GOAL
Copy verbatim the span of lines beginning at the line that contains "If you could put a point on the knit" and ending with the final line of the data. Exclude pictures from the copy.

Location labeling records
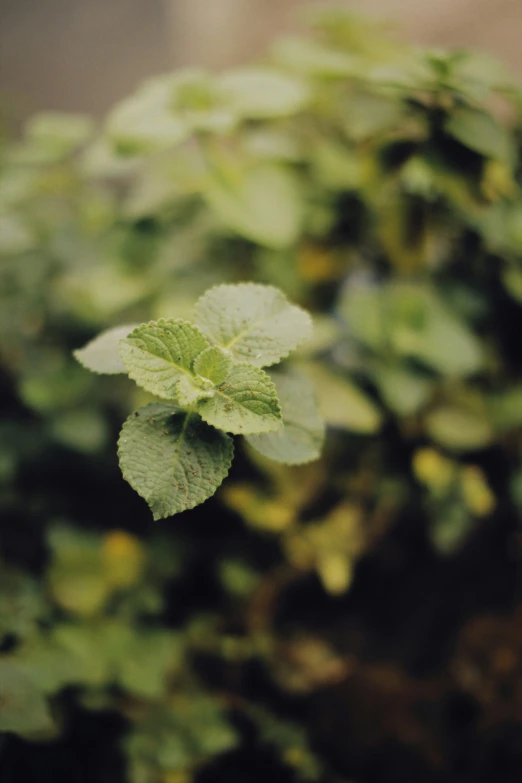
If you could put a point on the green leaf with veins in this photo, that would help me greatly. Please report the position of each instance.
(173, 459)
(212, 364)
(244, 403)
(102, 355)
(255, 323)
(301, 438)
(189, 391)
(158, 354)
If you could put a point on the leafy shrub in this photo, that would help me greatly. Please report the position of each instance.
(375, 185)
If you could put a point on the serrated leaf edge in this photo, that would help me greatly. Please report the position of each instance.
(270, 383)
(300, 340)
(159, 322)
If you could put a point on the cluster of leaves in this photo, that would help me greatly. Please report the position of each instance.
(367, 181)
(177, 455)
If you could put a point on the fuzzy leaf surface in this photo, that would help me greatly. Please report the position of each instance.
(172, 458)
(102, 355)
(254, 322)
(301, 438)
(244, 403)
(212, 364)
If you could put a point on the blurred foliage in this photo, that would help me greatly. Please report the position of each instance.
(377, 185)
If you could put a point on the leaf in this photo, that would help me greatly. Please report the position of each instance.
(23, 709)
(144, 122)
(254, 322)
(301, 438)
(59, 133)
(403, 390)
(458, 428)
(102, 355)
(212, 364)
(172, 459)
(189, 391)
(246, 402)
(263, 204)
(259, 93)
(480, 131)
(341, 403)
(158, 354)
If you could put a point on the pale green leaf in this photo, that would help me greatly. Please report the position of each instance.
(263, 204)
(341, 403)
(458, 428)
(259, 93)
(23, 709)
(172, 459)
(256, 323)
(212, 364)
(189, 391)
(244, 403)
(301, 438)
(403, 390)
(102, 355)
(158, 354)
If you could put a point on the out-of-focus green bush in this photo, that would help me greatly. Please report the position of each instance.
(376, 184)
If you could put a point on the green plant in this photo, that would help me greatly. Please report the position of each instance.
(378, 186)
(177, 455)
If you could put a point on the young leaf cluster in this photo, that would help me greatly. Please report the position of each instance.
(208, 374)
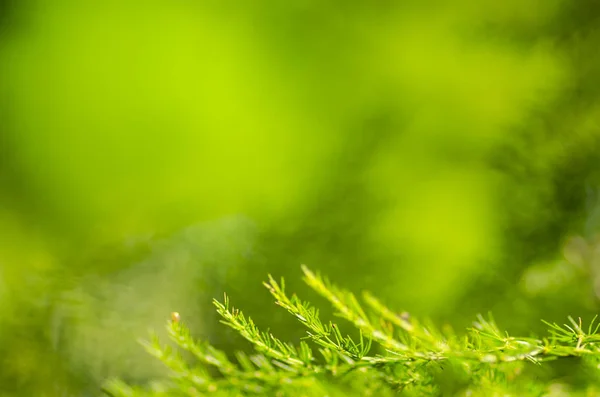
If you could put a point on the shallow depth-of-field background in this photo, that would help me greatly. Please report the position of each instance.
(154, 154)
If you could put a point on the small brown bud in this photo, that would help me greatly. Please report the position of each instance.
(175, 317)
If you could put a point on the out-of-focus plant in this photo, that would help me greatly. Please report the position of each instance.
(392, 353)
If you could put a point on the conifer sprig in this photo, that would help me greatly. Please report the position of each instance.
(406, 356)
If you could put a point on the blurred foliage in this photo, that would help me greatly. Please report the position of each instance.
(154, 154)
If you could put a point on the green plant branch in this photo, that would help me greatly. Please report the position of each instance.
(408, 356)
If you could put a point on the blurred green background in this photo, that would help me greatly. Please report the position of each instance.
(154, 154)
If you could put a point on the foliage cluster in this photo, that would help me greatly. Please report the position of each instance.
(390, 354)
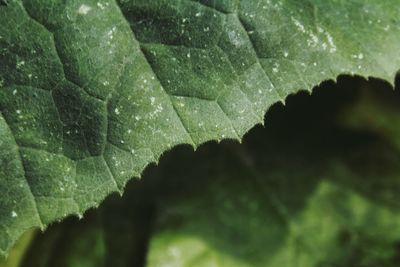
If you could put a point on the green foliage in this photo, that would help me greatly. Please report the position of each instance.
(324, 196)
(92, 92)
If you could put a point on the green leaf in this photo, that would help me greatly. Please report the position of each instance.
(326, 197)
(91, 91)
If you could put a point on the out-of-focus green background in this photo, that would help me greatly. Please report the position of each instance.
(317, 186)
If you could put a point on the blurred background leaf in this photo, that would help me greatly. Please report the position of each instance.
(318, 186)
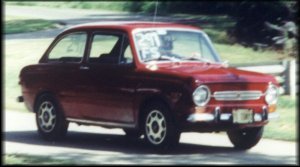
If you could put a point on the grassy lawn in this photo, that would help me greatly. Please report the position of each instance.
(14, 24)
(17, 159)
(285, 127)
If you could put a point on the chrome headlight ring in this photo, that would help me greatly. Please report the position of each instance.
(201, 95)
(271, 94)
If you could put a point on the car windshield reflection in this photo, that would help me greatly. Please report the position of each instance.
(174, 45)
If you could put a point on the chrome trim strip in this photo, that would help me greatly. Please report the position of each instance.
(237, 95)
(225, 116)
(257, 117)
(101, 123)
(273, 115)
(198, 117)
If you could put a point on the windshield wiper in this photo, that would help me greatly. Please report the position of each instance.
(197, 59)
(163, 57)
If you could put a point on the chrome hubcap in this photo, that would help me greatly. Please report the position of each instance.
(46, 116)
(156, 127)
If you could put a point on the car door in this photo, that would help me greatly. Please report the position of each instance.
(109, 86)
(63, 66)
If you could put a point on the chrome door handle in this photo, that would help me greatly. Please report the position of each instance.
(84, 67)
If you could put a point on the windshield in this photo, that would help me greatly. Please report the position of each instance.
(174, 45)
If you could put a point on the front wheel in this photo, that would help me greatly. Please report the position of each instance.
(159, 127)
(245, 138)
(51, 122)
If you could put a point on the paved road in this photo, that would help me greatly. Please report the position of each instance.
(96, 145)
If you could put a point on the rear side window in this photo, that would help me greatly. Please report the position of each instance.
(110, 48)
(70, 48)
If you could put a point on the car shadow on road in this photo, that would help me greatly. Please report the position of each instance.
(109, 142)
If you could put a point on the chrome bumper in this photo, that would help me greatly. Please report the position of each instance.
(217, 116)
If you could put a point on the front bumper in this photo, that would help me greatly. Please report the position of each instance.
(218, 116)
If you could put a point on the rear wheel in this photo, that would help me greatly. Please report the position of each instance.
(245, 138)
(50, 120)
(159, 127)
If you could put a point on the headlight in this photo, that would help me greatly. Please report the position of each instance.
(201, 95)
(271, 94)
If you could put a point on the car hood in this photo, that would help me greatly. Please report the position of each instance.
(216, 73)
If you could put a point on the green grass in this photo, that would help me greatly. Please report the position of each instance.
(285, 127)
(24, 159)
(15, 24)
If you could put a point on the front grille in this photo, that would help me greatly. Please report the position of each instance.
(237, 95)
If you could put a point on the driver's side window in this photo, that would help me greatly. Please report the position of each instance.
(69, 49)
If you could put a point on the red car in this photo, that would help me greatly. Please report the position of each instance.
(151, 79)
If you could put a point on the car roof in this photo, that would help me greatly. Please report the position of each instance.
(130, 25)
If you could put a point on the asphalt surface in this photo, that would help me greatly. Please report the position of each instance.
(96, 145)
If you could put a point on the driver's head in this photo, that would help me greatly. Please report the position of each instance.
(166, 42)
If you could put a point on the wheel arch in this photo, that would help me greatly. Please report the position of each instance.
(149, 100)
(43, 93)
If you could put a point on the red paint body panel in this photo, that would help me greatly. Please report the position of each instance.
(115, 93)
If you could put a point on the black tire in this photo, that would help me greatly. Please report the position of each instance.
(132, 133)
(244, 139)
(163, 135)
(50, 120)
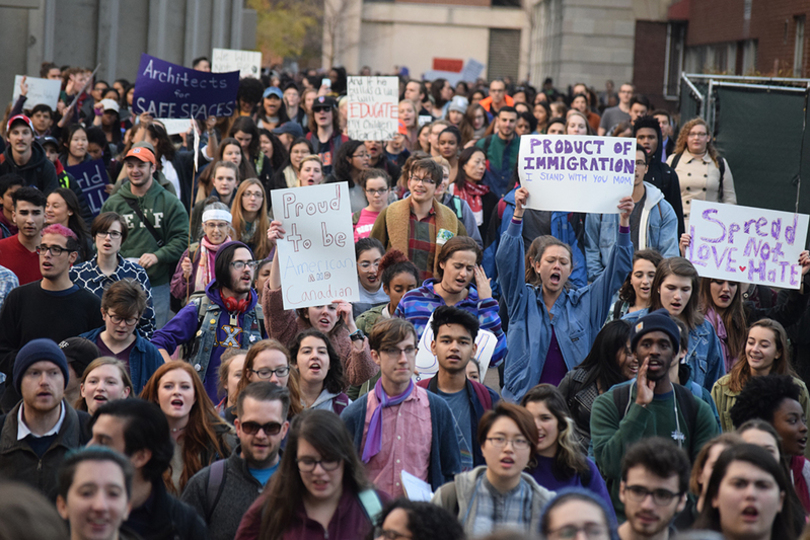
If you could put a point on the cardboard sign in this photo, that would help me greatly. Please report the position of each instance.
(316, 256)
(427, 365)
(166, 90)
(92, 178)
(40, 92)
(247, 63)
(749, 245)
(373, 109)
(576, 173)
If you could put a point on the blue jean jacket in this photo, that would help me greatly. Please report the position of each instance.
(577, 315)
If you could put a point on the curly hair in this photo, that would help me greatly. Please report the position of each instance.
(762, 396)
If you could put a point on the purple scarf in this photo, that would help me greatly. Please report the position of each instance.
(374, 437)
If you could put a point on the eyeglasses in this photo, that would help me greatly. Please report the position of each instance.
(661, 497)
(53, 250)
(118, 320)
(569, 532)
(395, 352)
(252, 428)
(240, 265)
(518, 443)
(308, 464)
(424, 180)
(266, 373)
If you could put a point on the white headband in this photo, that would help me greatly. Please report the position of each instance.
(221, 215)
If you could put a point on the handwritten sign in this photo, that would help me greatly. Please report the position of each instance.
(92, 178)
(745, 244)
(373, 108)
(40, 92)
(166, 90)
(427, 365)
(247, 63)
(316, 256)
(576, 173)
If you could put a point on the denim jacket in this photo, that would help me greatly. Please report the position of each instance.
(577, 315)
(658, 229)
(704, 356)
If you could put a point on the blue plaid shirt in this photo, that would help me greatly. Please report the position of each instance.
(89, 276)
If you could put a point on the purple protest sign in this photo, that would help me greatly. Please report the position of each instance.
(166, 90)
(92, 178)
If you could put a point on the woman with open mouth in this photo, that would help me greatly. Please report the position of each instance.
(320, 489)
(201, 437)
(560, 461)
(105, 379)
(508, 438)
(320, 372)
(746, 497)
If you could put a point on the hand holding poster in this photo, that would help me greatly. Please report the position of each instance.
(749, 245)
(373, 108)
(576, 173)
(166, 90)
(247, 63)
(316, 255)
(40, 91)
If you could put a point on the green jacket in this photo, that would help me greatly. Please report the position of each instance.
(167, 215)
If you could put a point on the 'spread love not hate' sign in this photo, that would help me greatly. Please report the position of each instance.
(316, 255)
(166, 90)
(373, 110)
(750, 245)
(576, 173)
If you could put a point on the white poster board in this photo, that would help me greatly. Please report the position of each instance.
(745, 244)
(576, 173)
(40, 91)
(316, 256)
(247, 63)
(427, 365)
(373, 110)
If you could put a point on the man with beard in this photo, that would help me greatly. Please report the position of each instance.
(649, 406)
(226, 316)
(222, 492)
(454, 333)
(655, 478)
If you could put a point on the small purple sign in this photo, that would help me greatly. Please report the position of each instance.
(166, 90)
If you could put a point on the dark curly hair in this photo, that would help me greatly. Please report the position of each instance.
(762, 396)
(425, 520)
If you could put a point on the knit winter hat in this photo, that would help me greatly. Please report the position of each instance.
(38, 350)
(657, 321)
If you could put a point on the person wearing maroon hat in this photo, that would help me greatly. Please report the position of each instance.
(25, 156)
(157, 222)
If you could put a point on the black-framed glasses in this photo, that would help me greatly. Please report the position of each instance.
(54, 250)
(266, 373)
(661, 497)
(252, 428)
(308, 464)
(240, 265)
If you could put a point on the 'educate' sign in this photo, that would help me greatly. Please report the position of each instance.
(316, 256)
(576, 173)
(166, 90)
(749, 245)
(92, 178)
(373, 111)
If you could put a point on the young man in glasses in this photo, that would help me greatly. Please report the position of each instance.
(418, 225)
(52, 308)
(399, 426)
(222, 492)
(655, 479)
(227, 316)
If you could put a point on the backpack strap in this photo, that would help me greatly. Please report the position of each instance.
(216, 473)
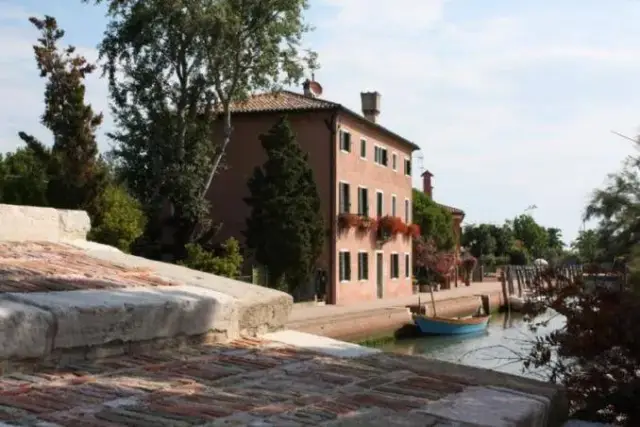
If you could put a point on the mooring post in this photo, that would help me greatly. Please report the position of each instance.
(505, 294)
(510, 280)
(486, 304)
(519, 282)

RESPONSE TO THE EXERCISE
If you could put a point on the knit winter hat in this photo, that would help me greatly. Please report the position of each instance.
(38, 350)
(657, 321)
If you could put a point on the person wearing maroon hat in this photo, that would help me greatly. Please report the position of each instance.
(25, 156)
(157, 222)
If you could put a point on the black-framed glasses in this photo, that would help me greatly. Please report the position of each instance.
(54, 250)
(266, 373)
(661, 497)
(252, 428)
(308, 464)
(240, 265)
If you could put a point on the 'educate' sign in this photo, that would help me greatly. Please report the position of each instance.
(316, 256)
(576, 173)
(166, 90)
(749, 245)
(92, 178)
(373, 111)
If you could put a point on the young man in glasses in this photo, that would help me greatly. Please report the position of each instance.
(418, 225)
(52, 308)
(399, 426)
(222, 492)
(655, 479)
(227, 316)
If you could put a point on the backpack strap in this photo, that would help me greatly. Please report the position of each instance.
(216, 473)
If you could put a point on the mooring post in this photo, that would help me greatly. Please report the position of each instance.
(505, 294)
(510, 280)
(486, 304)
(519, 282)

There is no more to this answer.